ASSIGNED TASK: Tally the lines of the records that contain the string "target", then give the total and nothing more.

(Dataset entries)

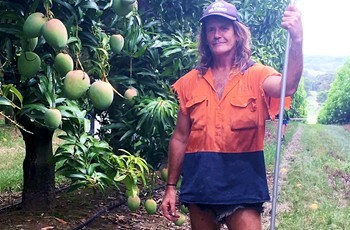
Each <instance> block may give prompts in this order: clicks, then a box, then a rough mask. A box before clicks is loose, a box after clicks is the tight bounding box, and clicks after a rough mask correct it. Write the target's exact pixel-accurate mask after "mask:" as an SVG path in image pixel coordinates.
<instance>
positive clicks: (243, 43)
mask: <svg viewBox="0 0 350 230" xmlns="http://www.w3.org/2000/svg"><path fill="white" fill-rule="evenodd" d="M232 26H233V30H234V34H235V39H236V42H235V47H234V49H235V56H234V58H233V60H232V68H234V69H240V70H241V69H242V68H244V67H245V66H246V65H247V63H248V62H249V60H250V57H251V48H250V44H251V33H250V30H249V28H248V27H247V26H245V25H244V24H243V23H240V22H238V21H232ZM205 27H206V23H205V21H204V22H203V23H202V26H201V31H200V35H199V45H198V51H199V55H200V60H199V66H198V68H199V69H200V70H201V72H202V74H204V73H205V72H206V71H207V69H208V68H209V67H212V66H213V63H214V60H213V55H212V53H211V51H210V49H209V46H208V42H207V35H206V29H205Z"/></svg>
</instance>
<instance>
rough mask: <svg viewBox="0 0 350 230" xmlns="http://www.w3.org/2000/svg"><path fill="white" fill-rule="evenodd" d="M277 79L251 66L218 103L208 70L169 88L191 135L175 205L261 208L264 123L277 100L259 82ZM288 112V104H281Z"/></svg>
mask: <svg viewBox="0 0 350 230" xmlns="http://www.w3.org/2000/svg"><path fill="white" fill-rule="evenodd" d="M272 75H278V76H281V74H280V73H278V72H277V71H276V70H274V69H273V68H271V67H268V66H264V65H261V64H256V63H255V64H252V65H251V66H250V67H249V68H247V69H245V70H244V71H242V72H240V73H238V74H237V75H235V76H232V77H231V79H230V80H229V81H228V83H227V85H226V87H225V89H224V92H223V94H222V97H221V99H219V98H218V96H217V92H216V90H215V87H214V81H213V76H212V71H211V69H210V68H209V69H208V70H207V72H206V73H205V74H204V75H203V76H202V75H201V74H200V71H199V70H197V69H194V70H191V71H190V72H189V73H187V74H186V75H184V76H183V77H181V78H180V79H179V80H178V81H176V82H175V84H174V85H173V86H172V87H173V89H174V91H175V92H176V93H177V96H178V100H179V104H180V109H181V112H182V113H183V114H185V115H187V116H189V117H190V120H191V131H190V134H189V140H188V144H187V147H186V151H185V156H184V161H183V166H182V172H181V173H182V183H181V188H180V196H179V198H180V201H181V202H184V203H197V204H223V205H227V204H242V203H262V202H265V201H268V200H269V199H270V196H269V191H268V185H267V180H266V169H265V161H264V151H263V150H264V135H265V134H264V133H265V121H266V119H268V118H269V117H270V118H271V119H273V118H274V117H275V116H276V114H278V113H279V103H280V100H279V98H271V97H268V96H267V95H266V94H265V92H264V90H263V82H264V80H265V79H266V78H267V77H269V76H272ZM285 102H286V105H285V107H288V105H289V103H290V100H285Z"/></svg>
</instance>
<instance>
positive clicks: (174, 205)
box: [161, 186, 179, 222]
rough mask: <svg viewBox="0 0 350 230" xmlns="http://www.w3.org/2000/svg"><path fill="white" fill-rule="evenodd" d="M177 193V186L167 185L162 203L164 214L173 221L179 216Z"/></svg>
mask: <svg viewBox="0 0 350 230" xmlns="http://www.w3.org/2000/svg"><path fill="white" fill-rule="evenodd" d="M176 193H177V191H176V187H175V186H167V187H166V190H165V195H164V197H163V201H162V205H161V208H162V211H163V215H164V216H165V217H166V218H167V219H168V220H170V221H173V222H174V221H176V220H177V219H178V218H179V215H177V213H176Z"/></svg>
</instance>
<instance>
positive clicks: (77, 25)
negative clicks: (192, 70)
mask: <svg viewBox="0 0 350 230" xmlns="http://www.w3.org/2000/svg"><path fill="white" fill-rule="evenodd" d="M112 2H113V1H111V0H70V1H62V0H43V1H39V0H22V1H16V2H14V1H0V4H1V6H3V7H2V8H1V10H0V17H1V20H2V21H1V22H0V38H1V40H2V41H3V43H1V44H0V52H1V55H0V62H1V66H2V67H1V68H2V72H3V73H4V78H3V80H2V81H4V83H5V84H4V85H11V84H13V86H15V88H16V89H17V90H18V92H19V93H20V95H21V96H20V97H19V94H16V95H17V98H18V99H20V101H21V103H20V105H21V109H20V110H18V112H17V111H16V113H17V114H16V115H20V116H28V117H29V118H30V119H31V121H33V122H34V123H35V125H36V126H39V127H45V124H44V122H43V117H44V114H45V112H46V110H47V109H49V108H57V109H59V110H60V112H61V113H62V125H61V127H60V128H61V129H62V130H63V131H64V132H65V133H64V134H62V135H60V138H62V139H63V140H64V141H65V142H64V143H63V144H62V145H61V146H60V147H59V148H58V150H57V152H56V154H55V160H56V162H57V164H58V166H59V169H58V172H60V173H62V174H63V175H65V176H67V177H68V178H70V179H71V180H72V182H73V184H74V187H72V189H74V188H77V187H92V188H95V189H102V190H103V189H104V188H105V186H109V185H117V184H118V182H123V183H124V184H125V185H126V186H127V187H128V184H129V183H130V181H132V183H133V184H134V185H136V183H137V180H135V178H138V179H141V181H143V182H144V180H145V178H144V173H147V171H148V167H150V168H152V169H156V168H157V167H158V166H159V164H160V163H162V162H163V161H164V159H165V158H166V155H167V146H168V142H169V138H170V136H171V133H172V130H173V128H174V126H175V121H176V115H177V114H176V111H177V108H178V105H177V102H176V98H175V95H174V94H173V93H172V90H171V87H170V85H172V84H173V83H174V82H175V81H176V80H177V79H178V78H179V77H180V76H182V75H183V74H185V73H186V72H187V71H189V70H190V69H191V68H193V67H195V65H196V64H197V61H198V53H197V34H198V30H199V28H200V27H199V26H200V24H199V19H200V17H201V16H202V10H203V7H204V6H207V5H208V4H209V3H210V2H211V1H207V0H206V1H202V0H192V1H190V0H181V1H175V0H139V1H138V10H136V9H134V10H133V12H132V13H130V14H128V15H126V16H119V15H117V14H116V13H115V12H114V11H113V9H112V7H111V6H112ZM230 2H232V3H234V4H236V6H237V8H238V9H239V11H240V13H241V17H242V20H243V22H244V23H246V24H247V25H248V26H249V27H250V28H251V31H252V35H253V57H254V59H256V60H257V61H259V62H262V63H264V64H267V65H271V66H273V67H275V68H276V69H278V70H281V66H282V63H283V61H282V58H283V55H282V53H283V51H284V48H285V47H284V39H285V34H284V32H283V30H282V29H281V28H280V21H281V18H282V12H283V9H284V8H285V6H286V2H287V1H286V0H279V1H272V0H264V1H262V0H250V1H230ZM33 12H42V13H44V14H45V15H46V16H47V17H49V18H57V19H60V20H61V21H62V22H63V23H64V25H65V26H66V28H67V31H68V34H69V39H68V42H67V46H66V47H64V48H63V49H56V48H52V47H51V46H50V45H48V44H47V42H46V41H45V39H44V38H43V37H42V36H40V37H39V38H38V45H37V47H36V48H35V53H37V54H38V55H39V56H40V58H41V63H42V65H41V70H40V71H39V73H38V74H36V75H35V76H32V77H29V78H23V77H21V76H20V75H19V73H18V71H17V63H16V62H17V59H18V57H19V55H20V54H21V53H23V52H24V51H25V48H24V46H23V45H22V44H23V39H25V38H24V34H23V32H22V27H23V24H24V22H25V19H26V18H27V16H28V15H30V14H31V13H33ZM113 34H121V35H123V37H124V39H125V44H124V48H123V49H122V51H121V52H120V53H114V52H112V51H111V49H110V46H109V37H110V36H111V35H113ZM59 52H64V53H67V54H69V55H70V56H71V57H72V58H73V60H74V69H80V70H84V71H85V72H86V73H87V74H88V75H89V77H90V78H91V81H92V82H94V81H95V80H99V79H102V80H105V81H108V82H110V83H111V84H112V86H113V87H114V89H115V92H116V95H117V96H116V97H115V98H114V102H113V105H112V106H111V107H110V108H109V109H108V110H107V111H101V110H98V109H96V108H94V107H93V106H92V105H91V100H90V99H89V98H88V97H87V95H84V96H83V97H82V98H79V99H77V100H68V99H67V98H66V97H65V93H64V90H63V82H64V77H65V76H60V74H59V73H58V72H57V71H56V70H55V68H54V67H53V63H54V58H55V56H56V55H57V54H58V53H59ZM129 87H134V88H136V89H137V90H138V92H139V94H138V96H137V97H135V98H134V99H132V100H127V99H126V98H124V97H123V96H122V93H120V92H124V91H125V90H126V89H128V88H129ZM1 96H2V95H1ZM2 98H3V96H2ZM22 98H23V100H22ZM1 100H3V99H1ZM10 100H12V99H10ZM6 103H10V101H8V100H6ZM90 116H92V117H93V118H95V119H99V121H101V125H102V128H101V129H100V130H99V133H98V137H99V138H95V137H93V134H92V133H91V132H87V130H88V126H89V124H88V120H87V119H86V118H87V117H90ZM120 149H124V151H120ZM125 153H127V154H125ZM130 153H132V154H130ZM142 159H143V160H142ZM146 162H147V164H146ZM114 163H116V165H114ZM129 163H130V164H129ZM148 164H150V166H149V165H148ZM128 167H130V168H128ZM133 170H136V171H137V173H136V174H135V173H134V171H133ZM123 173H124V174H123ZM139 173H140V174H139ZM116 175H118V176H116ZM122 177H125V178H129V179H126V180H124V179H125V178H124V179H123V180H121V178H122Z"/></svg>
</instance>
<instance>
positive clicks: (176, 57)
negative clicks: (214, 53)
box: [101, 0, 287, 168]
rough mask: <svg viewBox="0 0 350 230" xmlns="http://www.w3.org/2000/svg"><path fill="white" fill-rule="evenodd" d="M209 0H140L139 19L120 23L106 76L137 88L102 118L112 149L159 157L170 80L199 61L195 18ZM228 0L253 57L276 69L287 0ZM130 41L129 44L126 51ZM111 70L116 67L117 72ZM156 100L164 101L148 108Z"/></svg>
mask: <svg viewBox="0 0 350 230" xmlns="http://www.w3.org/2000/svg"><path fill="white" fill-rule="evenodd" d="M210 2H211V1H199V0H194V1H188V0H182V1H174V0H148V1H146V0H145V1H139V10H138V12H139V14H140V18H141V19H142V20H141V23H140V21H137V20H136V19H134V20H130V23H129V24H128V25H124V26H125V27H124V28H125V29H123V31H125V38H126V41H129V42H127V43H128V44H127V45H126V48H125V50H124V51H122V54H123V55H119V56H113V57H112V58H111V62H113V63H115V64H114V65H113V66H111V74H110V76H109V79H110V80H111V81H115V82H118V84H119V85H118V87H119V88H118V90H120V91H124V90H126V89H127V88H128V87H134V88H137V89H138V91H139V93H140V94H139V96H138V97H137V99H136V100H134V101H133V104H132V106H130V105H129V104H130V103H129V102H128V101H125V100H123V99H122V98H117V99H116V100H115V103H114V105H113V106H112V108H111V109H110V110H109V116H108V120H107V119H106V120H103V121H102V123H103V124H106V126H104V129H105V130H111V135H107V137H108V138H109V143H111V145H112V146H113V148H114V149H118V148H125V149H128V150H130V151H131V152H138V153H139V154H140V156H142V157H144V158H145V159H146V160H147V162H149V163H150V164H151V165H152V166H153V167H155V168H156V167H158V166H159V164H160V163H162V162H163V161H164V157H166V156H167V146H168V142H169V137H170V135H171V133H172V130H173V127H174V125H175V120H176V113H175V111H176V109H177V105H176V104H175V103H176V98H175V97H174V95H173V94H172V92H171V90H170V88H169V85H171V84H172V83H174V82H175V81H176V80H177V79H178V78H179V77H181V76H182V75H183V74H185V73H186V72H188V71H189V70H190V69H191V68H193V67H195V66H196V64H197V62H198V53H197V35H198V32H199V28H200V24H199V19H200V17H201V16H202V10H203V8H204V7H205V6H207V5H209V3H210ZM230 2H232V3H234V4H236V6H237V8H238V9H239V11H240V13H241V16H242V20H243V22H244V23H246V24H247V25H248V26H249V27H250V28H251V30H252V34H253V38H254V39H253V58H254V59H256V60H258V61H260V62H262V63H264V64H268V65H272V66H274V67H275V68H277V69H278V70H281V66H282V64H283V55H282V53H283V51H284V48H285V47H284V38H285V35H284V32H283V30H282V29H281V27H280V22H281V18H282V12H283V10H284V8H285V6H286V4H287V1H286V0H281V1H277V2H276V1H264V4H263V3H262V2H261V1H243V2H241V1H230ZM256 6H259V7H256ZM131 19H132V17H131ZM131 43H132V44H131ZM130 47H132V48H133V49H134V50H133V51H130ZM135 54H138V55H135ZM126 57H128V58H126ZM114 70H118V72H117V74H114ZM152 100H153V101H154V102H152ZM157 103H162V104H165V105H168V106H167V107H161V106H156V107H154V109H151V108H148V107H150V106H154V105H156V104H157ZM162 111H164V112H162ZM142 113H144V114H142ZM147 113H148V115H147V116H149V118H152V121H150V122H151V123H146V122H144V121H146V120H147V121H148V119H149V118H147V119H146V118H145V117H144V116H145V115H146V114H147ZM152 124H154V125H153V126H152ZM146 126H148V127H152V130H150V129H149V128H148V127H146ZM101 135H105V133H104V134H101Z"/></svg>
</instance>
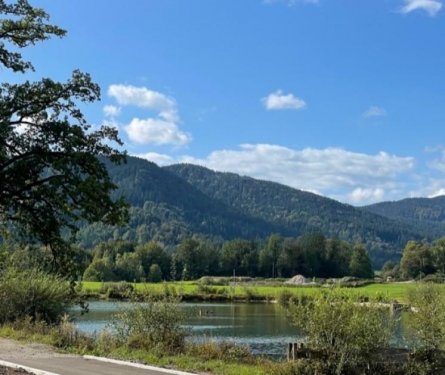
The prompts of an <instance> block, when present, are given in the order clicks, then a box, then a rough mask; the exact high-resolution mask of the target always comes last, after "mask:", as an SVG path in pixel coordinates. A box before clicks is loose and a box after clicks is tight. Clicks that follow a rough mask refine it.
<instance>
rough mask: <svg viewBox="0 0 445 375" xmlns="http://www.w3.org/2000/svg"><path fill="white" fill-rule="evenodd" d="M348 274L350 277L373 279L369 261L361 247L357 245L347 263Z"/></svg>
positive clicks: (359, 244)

TASK RESPONSE: 2